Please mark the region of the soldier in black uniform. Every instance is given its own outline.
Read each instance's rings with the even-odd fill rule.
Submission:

#####

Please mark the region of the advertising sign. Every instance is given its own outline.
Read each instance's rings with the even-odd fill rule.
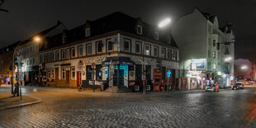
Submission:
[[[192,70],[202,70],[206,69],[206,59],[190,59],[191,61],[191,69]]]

#####

> WHAT YOU HAVE TO DO
Pick out each line above that contains the word "instance", and copy those lines in their original order.

> FINAL ANSWER
Please mark the region of the soldier in black uniform. Every instance is given its own outline.
Read each instance's rings with the even-odd fill rule.
Please mark the region of the advertising sign. Every instance is given its own outline.
Read each instance's rings with the even-odd fill rule.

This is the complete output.